- _Exercise description_: In the copy you make of the entries, no picture should appear, and every word must match.

- _Provided records_:
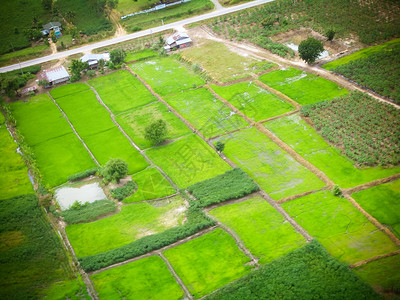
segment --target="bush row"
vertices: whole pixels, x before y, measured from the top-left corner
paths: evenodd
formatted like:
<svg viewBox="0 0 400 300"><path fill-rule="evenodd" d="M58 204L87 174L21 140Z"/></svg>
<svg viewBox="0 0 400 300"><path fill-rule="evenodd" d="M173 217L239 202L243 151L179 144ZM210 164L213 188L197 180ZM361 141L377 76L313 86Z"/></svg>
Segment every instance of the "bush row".
<svg viewBox="0 0 400 300"><path fill-rule="evenodd" d="M77 181L77 180L81 180L83 178L89 177L91 175L96 174L96 172L99 170L99 168L93 168L93 169L88 169L86 171L71 175L68 177L69 181Z"/></svg>
<svg viewBox="0 0 400 300"><path fill-rule="evenodd" d="M136 183L128 181L124 186L112 189L111 195L119 201L124 200L126 197L132 195L136 190Z"/></svg>
<svg viewBox="0 0 400 300"><path fill-rule="evenodd" d="M164 232L148 235L128 245L92 256L78 258L86 272L92 272L109 265L137 257L153 250L160 249L191 236L202 229L215 225L215 221L207 217L199 207L197 201L191 200L184 193L181 194L189 202L186 213L187 221L184 225L170 228Z"/></svg>
<svg viewBox="0 0 400 300"><path fill-rule="evenodd" d="M174 53L170 56L183 63L187 68L191 69L194 73L199 75L204 81L212 81L211 76L208 75L207 72L202 69L199 64L192 63L190 60L183 58L179 53Z"/></svg>
<svg viewBox="0 0 400 300"><path fill-rule="evenodd" d="M188 191L197 199L200 207L237 199L259 190L257 184L240 168L226 171L189 186Z"/></svg>

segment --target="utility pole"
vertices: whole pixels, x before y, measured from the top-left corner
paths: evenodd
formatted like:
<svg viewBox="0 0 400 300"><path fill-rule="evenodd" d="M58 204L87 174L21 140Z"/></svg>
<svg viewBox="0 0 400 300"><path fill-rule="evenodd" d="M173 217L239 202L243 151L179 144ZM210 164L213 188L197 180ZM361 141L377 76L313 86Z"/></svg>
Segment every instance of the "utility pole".
<svg viewBox="0 0 400 300"><path fill-rule="evenodd" d="M11 45L11 48L13 49L13 52L15 53L15 49L14 49L13 43L10 42L10 45ZM19 70L21 71L21 75L24 75L24 71L22 71L22 67L21 67L21 62L19 61L19 58L17 58L17 59L18 59Z"/></svg>

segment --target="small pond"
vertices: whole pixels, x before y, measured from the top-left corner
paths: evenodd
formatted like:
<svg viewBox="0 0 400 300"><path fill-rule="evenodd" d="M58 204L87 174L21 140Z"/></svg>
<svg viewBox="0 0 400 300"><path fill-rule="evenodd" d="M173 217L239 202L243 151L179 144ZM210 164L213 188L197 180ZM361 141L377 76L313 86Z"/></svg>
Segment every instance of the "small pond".
<svg viewBox="0 0 400 300"><path fill-rule="evenodd" d="M296 44L293 44L293 43L286 43L285 45L288 46L290 49L292 49L292 50L294 50L294 51L296 51L296 52L299 52L299 45L296 45ZM328 57L328 56L329 56L329 52L326 51L326 50L324 50L324 51L318 56L317 59L323 59L323 58Z"/></svg>
<svg viewBox="0 0 400 300"><path fill-rule="evenodd" d="M56 190L56 200L62 210L68 209L75 201L81 204L107 199L99 181L88 181L74 185L64 185Z"/></svg>

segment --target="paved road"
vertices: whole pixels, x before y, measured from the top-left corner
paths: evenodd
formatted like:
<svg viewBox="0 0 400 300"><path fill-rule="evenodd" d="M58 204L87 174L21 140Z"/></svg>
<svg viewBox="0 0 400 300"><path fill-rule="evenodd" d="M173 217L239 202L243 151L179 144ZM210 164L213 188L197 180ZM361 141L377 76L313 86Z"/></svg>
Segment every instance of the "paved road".
<svg viewBox="0 0 400 300"><path fill-rule="evenodd" d="M256 0L256 1L248 2L248 3L244 3L244 4L240 4L240 5L236 5L236 6L228 7L228 8L221 8L221 7L218 6L218 7L216 7L216 10L214 10L214 11L212 11L210 13L204 14L204 15L195 16L195 17L192 17L192 18L189 18L189 19L177 21L177 22L166 24L166 25L162 25L162 26L159 26L159 27L154 27L152 29L142 30L142 31L139 31L139 32L127 34L125 36L120 36L120 37L117 37L117 38L113 38L113 39L97 42L97 43L94 43L94 44L88 44L88 45L85 45L85 46L82 46L82 47L79 47L79 48L74 48L74 49L71 49L71 50L67 50L67 51L51 54L51 55L48 55L48 56L43 56L43 57L35 58L35 59L32 59L32 60L24 61L24 62L21 62L21 67L22 68L29 67L29 66L41 64L41 63L44 63L44 62L47 62L47 61L50 61L50 60L67 57L67 56L70 56L70 55L73 55L73 54L92 51L92 50L97 49L97 48L102 48L102 47L105 47L105 46L110 46L110 45L113 45L113 44L126 42L126 41L129 41L129 40L136 39L136 38L139 38L139 37L143 37L143 36L146 36L146 35L150 35L150 34L153 34L153 33L158 33L158 32L164 31L164 30L173 29L175 27L184 26L184 25L187 25L187 24L203 21L203 20L206 20L206 19L209 19L209 18L218 17L218 16L221 16L221 15L229 14L229 13L232 13L232 12L235 12L235 11L239 11L239 10L242 10L242 9L250 8L250 7L253 7L253 6L257 6L257 5L261 5L261 4L268 3L268 2L273 2L273 1L275 1L275 0ZM19 68L20 68L19 64L2 67L2 68L0 68L0 73L16 70L16 69L19 69Z"/></svg>

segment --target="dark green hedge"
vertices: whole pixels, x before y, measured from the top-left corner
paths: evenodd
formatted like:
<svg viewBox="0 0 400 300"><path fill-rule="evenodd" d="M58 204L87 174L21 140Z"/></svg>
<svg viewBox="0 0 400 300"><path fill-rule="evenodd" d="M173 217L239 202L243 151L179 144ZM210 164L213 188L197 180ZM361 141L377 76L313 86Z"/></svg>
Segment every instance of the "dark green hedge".
<svg viewBox="0 0 400 300"><path fill-rule="evenodd" d="M89 177L91 175L96 174L96 172L98 171L98 168L93 168L93 169L88 169L86 171L71 175L68 177L69 181L77 181L77 180L81 180L83 178Z"/></svg>
<svg viewBox="0 0 400 300"><path fill-rule="evenodd" d="M111 190L111 195L119 201L132 195L136 190L136 184L133 181L128 181L124 186Z"/></svg>
<svg viewBox="0 0 400 300"><path fill-rule="evenodd" d="M188 191L198 199L200 207L241 198L258 190L259 187L253 179L240 168L188 187Z"/></svg>
<svg viewBox="0 0 400 300"><path fill-rule="evenodd" d="M98 217L114 212L117 210L117 205L110 200L97 200L93 203L86 202L79 207L71 207L64 210L61 216L68 224L76 224L83 222L91 222Z"/></svg>
<svg viewBox="0 0 400 300"><path fill-rule="evenodd" d="M316 240L226 285L207 300L380 299Z"/></svg>

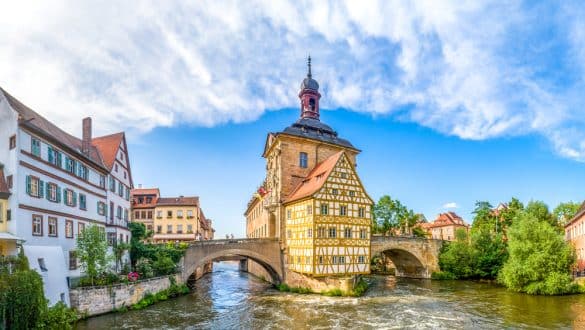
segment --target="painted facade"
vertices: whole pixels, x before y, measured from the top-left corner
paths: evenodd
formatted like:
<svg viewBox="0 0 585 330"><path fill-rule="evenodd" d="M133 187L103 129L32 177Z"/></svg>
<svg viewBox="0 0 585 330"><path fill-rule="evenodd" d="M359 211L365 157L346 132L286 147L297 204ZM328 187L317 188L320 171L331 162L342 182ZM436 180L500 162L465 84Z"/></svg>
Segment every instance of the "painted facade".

- _Output of the task_:
segment --target="bush row"
vertices: whole pixels, x before y, measured from the top-left corner
paths: evenodd
formatted like:
<svg viewBox="0 0 400 300"><path fill-rule="evenodd" d="M58 204L87 174L21 140Z"/></svg>
<svg viewBox="0 0 400 300"><path fill-rule="evenodd" d="M173 217L239 202L243 151L179 144ZM210 164L213 188L197 180ZM361 141L377 76L313 86Z"/></svg>
Segment every instance of the "bush row".
<svg viewBox="0 0 400 300"><path fill-rule="evenodd" d="M77 181L77 180L81 180L83 178L89 177L91 175L96 174L96 172L99 170L99 168L93 168L93 169L88 169L86 171L71 175L68 177L69 181Z"/></svg>
<svg viewBox="0 0 400 300"><path fill-rule="evenodd" d="M136 183L128 181L124 186L112 189L111 195L119 201L124 200L126 197L132 195L136 190Z"/></svg>
<svg viewBox="0 0 400 300"><path fill-rule="evenodd" d="M164 232L148 235L128 245L92 256L78 258L86 272L92 272L109 265L137 257L153 250L160 249L191 236L202 229L215 225L215 221L207 217L199 207L197 201L191 200L184 193L181 194L189 202L186 213L187 221L184 225L170 228Z"/></svg>
<svg viewBox="0 0 400 300"><path fill-rule="evenodd" d="M174 53L170 56L183 63L187 68L191 69L194 73L199 75L204 81L212 81L211 76L208 75L207 72L202 69L199 64L192 63L190 60L183 58L179 53Z"/></svg>
<svg viewBox="0 0 400 300"><path fill-rule="evenodd" d="M188 191L197 199L200 207L237 199L259 190L257 184L240 168L226 171L189 186Z"/></svg>

segment --target="utility pole"
vertices: whole pixels, x before y, measured from the top-left corner
paths: evenodd
formatted like:
<svg viewBox="0 0 400 300"><path fill-rule="evenodd" d="M58 204L87 174L21 140Z"/></svg>
<svg viewBox="0 0 400 300"><path fill-rule="evenodd" d="M173 217L239 202L243 151L179 144ZM210 164L213 188L197 180ZM361 141L377 76L313 86Z"/></svg>
Segment every instance of the "utility pole".
<svg viewBox="0 0 400 300"><path fill-rule="evenodd" d="M11 45L11 48L13 49L13 52L15 53L15 49L14 49L13 43L10 42L10 45ZM19 70L21 71L21 75L24 75L24 71L22 71L22 67L21 67L21 62L19 61L19 58L17 58L17 59L18 59Z"/></svg>

segment --target="small pond"
vertices: whole pixels, x before y, measured from the top-left corner
paths: evenodd
formatted like:
<svg viewBox="0 0 400 300"><path fill-rule="evenodd" d="M58 204L87 174L21 140Z"/></svg>
<svg viewBox="0 0 400 300"><path fill-rule="evenodd" d="M173 217L239 202L243 151L179 144ZM210 164L213 188L197 180ZM361 141L377 76L313 86Z"/></svg>
Segment every instance of the "small pond".
<svg viewBox="0 0 400 300"><path fill-rule="evenodd" d="M296 44L293 44L293 43L286 43L285 45L288 46L290 49L292 49L292 50L294 50L294 51L296 51L296 52L299 52L299 45L296 45ZM328 57L328 56L329 56L329 52L326 51L326 50L324 50L324 51L318 56L317 59L323 59L323 58Z"/></svg>
<svg viewBox="0 0 400 300"><path fill-rule="evenodd" d="M56 190L56 200L62 210L68 209L75 201L81 204L107 199L99 181L88 181L74 185L64 185Z"/></svg>

segment --target="paved road"
vertices: whole pixels, x before y, measured from the top-left corner
paths: evenodd
formatted like:
<svg viewBox="0 0 400 300"><path fill-rule="evenodd" d="M58 204L87 174L21 140Z"/></svg>
<svg viewBox="0 0 400 300"><path fill-rule="evenodd" d="M173 217L239 202L243 151L179 144ZM210 164L213 188L197 180ZM361 141L377 76L313 86Z"/></svg>
Segment every instance of the "paved road".
<svg viewBox="0 0 400 300"><path fill-rule="evenodd" d="M256 0L256 1L248 2L248 3L244 3L244 4L240 4L240 5L236 5L236 6L228 7L228 8L221 8L221 7L218 6L218 7L216 7L216 10L214 10L214 11L212 11L210 13L204 14L204 15L195 16L195 17L192 17L192 18L189 18L189 19L177 21L177 22L166 24L166 25L162 25L162 26L159 26L159 27L154 27L152 29L142 30L142 31L139 31L139 32L127 34L125 36L120 36L120 37L117 37L117 38L113 38L113 39L97 42L97 43L94 43L94 44L88 44L88 45L85 45L85 46L82 46L82 47L79 47L79 48L74 48L74 49L71 49L71 50L67 50L67 51L51 54L51 55L48 55L48 56L43 56L43 57L35 58L35 59L32 59L32 60L24 61L24 62L21 62L21 67L22 68L29 67L29 66L41 64L41 63L44 63L44 62L47 62L47 61L50 61L50 60L67 57L67 56L70 56L70 55L73 55L73 54L92 51L92 50L97 49L97 48L102 48L102 47L105 47L105 46L110 46L110 45L113 45L113 44L126 42L126 41L129 41L129 40L136 39L136 38L139 38L139 37L143 37L143 36L146 36L146 35L150 35L150 34L153 34L153 33L158 33L158 32L164 31L164 30L173 29L175 27L184 26L184 25L187 25L187 24L203 21L203 20L206 20L206 19L209 19L209 18L218 17L218 16L221 16L221 15L229 14L229 13L232 13L232 12L235 12L235 11L239 11L239 10L242 10L242 9L250 8L250 7L253 7L253 6L257 6L257 5L261 5L261 4L268 3L268 2L273 2L273 1L275 1L275 0ZM19 68L20 68L19 64L2 67L2 68L0 68L0 73L16 70L16 69L19 69Z"/></svg>

segment --target="dark green hedge"
vertices: whole pixels, x before y, measured from the top-left corner
paths: evenodd
formatted like:
<svg viewBox="0 0 400 300"><path fill-rule="evenodd" d="M58 204L87 174L21 140Z"/></svg>
<svg viewBox="0 0 400 300"><path fill-rule="evenodd" d="M173 217L239 202L243 151L179 144ZM210 164L213 188L197 180ZM361 141L377 76L313 86Z"/></svg>
Segment every instance of the "dark green hedge".
<svg viewBox="0 0 400 300"><path fill-rule="evenodd" d="M89 177L91 175L96 174L96 172L98 171L98 168L93 168L93 169L88 169L86 171L71 175L68 177L69 181L77 181L77 180L81 180L83 178Z"/></svg>
<svg viewBox="0 0 400 300"><path fill-rule="evenodd" d="M111 190L111 195L119 201L132 195L136 190L136 184L133 181L128 181L124 186Z"/></svg>
<svg viewBox="0 0 400 300"><path fill-rule="evenodd" d="M188 191L198 199L200 207L241 198L258 190L259 187L253 179L240 168L188 187Z"/></svg>
<svg viewBox="0 0 400 300"><path fill-rule="evenodd" d="M98 217L114 212L117 210L117 205L110 200L97 200L93 203L86 202L79 207L71 207L64 210L61 216L68 224L76 224L83 222L91 222Z"/></svg>
<svg viewBox="0 0 400 300"><path fill-rule="evenodd" d="M316 240L226 285L207 300L380 299Z"/></svg>

segment --target="painted facade"
vertices: whole pixels, x before y, measured from the top-left corner
paths: evenodd
formatted like:
<svg viewBox="0 0 585 330"><path fill-rule="evenodd" d="M133 187L103 129L32 177Z"/></svg>
<svg viewBox="0 0 585 330"><path fill-rule="evenodd" d="M359 211L365 157L346 132L286 147L297 204ZM328 187L317 188L320 171L331 162L342 182ZM436 180L500 162L465 84Z"/></svg>
Segment every instance of the "painted facade".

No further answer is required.